Excerpts from a dataset:

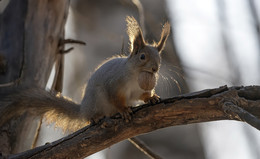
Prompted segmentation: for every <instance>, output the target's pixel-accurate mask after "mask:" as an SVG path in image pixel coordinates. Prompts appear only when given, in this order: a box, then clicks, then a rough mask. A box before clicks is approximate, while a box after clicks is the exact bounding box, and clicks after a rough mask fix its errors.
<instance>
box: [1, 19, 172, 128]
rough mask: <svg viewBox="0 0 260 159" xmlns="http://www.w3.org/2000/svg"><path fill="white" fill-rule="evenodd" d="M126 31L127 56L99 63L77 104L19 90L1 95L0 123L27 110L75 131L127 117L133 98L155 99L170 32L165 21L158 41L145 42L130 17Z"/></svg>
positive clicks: (30, 91)
mask: <svg viewBox="0 0 260 159" xmlns="http://www.w3.org/2000/svg"><path fill="white" fill-rule="evenodd" d="M126 22H127V34H128V36H129V39H130V55H129V56H127V57H126V56H121V57H119V56H118V57H113V58H111V59H109V60H107V61H105V62H104V63H103V64H101V65H100V66H99V67H98V68H97V69H96V71H95V72H94V74H93V75H92V76H91V78H90V80H89V81H88V84H87V88H86V90H85V95H84V98H83V100H82V103H81V104H80V105H78V104H75V103H73V102H72V101H69V100H67V99H65V98H64V97H61V96H57V95H56V94H55V93H52V92H46V91H45V90H41V89H28V90H26V91H24V90H20V91H19V92H18V93H15V94H14V95H11V96H8V97H5V98H4V99H3V100H2V101H1V103H0V118H1V120H0V126H2V125H3V124H4V123H5V122H6V121H8V120H10V119H11V118H12V117H14V116H17V115H21V114H22V113H24V112H30V113H32V114H34V115H37V116H38V115H45V118H46V119H47V120H48V121H49V122H55V123H56V125H57V126H59V127H61V128H63V129H65V130H76V129H78V128H81V127H83V126H84V125H87V124H88V121H90V120H91V119H93V120H94V121H97V120H98V119H100V118H102V117H104V116H111V115H113V114H115V113H117V112H119V113H120V114H121V115H122V116H123V118H125V119H127V120H128V119H129V118H130V117H131V116H130V113H131V109H129V107H130V106H133V105H134V104H135V103H136V102H137V101H143V102H149V101H150V102H152V103H154V102H157V101H158V100H159V96H157V95H156V94H155V93H154V88H155V86H156V82H157V72H158V70H159V67H160V62H161V57H160V53H161V51H162V50H163V48H164V46H165V43H166V40H167V38H168V35H169V33H170V25H169V23H165V25H164V28H163V30H162V33H161V38H160V41H159V42H158V43H154V44H147V43H146V42H145V40H144V38H143V34H142V30H141V28H140V26H139V25H138V23H137V21H136V20H135V18H133V17H129V16H128V17H127V18H126Z"/></svg>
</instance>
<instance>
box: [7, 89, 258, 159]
mask: <svg viewBox="0 0 260 159" xmlns="http://www.w3.org/2000/svg"><path fill="white" fill-rule="evenodd" d="M224 100H225V101H236V104H237V105H236V106H237V107H239V108H242V109H244V110H246V111H247V112H250V113H251V114H252V115H254V116H256V117H257V118H259V117H260V86H248V87H230V88H228V87H226V86H223V87H220V88H215V89H208V90H203V91H200V92H195V93H189V94H185V95H181V96H177V97H173V98H170V99H165V100H162V101H161V102H160V103H158V104H156V105H142V106H139V107H135V108H132V109H133V119H132V120H131V121H130V122H125V121H124V120H123V119H122V118H121V116H120V115H119V114H116V115H115V116H112V117H110V118H104V119H102V120H100V121H99V122H98V123H96V124H92V125H89V126H86V127H84V128H82V129H80V130H79V131H77V132H75V133H73V134H71V135H68V136H67V137H64V138H62V139H59V140H57V141H55V142H52V143H49V144H46V145H43V146H40V147H37V148H35V149H32V150H28V151H26V152H22V153H20V154H15V155H10V156H8V157H10V158H13V159H14V158H66V156H72V155H74V156H75V158H83V157H86V156H89V155H91V154H93V153H95V152H98V151H100V150H102V149H105V148H107V147H109V146H111V145H113V144H115V143H117V142H119V141H122V140H124V139H127V138H131V137H133V136H137V135H140V134H143V133H148V132H151V131H154V130H157V129H160V128H164V127H169V126H175V125H185V124H192V123H199V122H207V121H216V120H228V119H234V120H237V118H229V117H228V116H227V115H226V113H225V112H224V110H223V108H222V106H223V101H224ZM226 106H227V105H226ZM245 121H248V120H245ZM257 122H259V120H258V121H257ZM258 124H259V123H258Z"/></svg>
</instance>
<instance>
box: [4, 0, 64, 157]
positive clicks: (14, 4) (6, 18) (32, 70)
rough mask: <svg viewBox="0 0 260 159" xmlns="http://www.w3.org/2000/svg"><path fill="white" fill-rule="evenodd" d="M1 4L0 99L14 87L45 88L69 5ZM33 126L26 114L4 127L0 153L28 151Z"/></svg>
mask: <svg viewBox="0 0 260 159" xmlns="http://www.w3.org/2000/svg"><path fill="white" fill-rule="evenodd" d="M5 2H6V3H7V6H6V8H2V9H4V10H3V12H2V13H0V55H1V62H0V63H1V74H0V86H1V87H0V97H2V96H5V95H7V94H10V93H12V91H13V90H14V89H17V87H35V86H36V87H40V88H45V86H46V84H47V81H48V78H49V75H50V72H51V69H52V66H53V65H54V62H55V61H56V58H57V53H58V48H59V47H58V43H59V41H60V39H62V38H63V35H64V34H63V32H64V24H65V21H66V16H67V12H68V6H69V5H68V4H69V1H68V0H65V1H64V0H55V1H46V0H37V1H34V0H19V1H16V0H10V1H5ZM0 5H1V2H0ZM2 7H3V6H2ZM37 127H38V122H35V120H33V118H32V117H27V116H26V115H23V116H22V117H20V118H19V119H15V120H12V121H11V122H10V123H9V124H6V125H5V127H2V128H1V129H0V150H1V152H2V153H3V154H5V153H15V152H19V151H21V150H25V149H28V148H30V146H31V144H32V143H33V137H32V136H34V135H35V132H36V129H37Z"/></svg>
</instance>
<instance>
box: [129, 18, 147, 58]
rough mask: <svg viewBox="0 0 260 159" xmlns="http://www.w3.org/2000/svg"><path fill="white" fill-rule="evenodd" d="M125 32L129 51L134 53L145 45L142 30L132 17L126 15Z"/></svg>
mask: <svg viewBox="0 0 260 159" xmlns="http://www.w3.org/2000/svg"><path fill="white" fill-rule="evenodd" d="M126 22H127V34H128V36H129V40H130V52H131V54H133V53H134V54H136V53H137V52H138V50H140V49H141V48H143V47H144V46H145V41H144V38H143V33H142V30H141V28H140V26H139V24H138V23H137V21H136V20H135V18H134V17H129V16H127V17H126Z"/></svg>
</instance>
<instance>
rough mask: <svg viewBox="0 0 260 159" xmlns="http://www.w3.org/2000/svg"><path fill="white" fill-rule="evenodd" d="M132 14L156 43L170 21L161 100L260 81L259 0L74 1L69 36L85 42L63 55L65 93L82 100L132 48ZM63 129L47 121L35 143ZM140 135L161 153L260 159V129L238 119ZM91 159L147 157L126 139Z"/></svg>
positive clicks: (259, 10) (222, 121) (186, 155)
mask: <svg viewBox="0 0 260 159" xmlns="http://www.w3.org/2000/svg"><path fill="white" fill-rule="evenodd" d="M127 15H130V16H134V17H135V18H136V19H137V20H138V21H139V23H140V25H141V27H142V29H143V30H144V34H145V35H144V36H145V39H146V40H147V41H148V42H153V41H158V40H159V38H160V33H161V28H162V26H163V24H164V22H166V21H169V22H170V23H171V26H172V31H171V35H170V37H169V39H168V41H167V45H166V47H165V50H164V51H163V54H162V56H163V57H162V58H163V60H162V62H163V63H162V67H161V70H160V79H159V83H158V86H157V87H156V92H157V94H159V95H160V96H161V97H162V98H167V97H173V96H176V95H179V94H183V93H188V92H193V91H198V90H202V89H206V88H214V87H219V86H221V85H228V86H233V85H259V84H260V74H259V66H260V27H259V25H260V1H259V0H153V1H151V0H109V1H106V0H95V1H91V0H72V1H71V7H70V10H69V17H68V21H67V24H66V38H72V39H77V40H82V41H85V42H86V43H87V45H86V46H73V47H75V49H74V50H73V51H72V52H70V53H68V54H66V56H65V73H64V76H65V77H64V89H63V90H64V91H63V95H65V96H68V97H71V98H72V99H73V100H74V101H76V102H78V103H80V102H81V99H82V92H83V90H84V87H85V85H86V83H87V81H88V79H89V78H90V76H91V73H92V72H93V71H94V69H95V67H97V65H99V63H101V62H102V61H103V60H105V59H107V58H109V57H111V56H112V55H115V54H122V53H123V54H127V53H128V43H129V41H128V37H127V35H126V23H125V17H126V16H127ZM67 47H71V46H67ZM50 132H52V134H53V135H49V134H50ZM62 135H64V134H63V133H62V131H60V130H57V129H54V128H53V127H51V126H46V124H45V123H43V125H42V129H41V132H40V136H39V139H38V143H37V144H38V145H41V144H44V143H46V142H50V141H52V140H55V139H57V138H60V137H61V136H62ZM139 138H141V139H142V140H143V141H144V142H145V143H146V144H147V145H148V146H149V147H151V148H152V149H153V150H154V152H156V153H157V154H158V155H160V156H162V157H163V158H177V159H189V158H192V159H203V158H206V159H230V158H236V159H258V158H260V151H259V150H260V132H259V131H257V130H256V129H255V128H252V127H250V126H248V125H247V124H245V123H242V122H236V121H217V122H209V123H200V124H192V125H183V126H175V127H170V128H165V129H161V130H157V131H154V132H151V133H148V134H143V135H140V136H139ZM89 158H95V159H96V158H97V159H117V158H118V159H121V158H124V159H128V158H129V159H130V158H147V156H145V155H144V154H143V153H141V152H140V151H139V150H138V149H136V148H135V147H134V146H133V145H132V144H130V143H129V142H128V141H122V142H120V143H118V144H115V145H114V146H112V147H110V148H108V149H106V150H103V151H101V152H99V153H96V154H94V155H92V156H90V157H89Z"/></svg>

■ **Aim of the exercise**:
Say again, word for word, the lines beginning at the top of the data and ending with the line that has "31L127 56L99 63L77". Skip the pictures.

■ **Response for this exercise**:
Prompted segmentation: for every <instance>, output the target's pixel-accurate mask after "mask:" as an SVG path in image pixel coordinates. Prompts appear only when given, in this order: a box, then clicks, then a rough mask. A box before clicks is approximate, while a box after clicks is the exact bounding box, and clicks after a rough mask fix its errors.
<instance>
box: [1, 19, 172, 128]
rough mask: <svg viewBox="0 0 260 159" xmlns="http://www.w3.org/2000/svg"><path fill="white" fill-rule="evenodd" d="M126 31L127 56L99 63L77 104L19 90L1 95L0 123L27 110L75 131L127 117L133 98L155 99L170 32L165 21L158 41L145 42L130 17Z"/></svg>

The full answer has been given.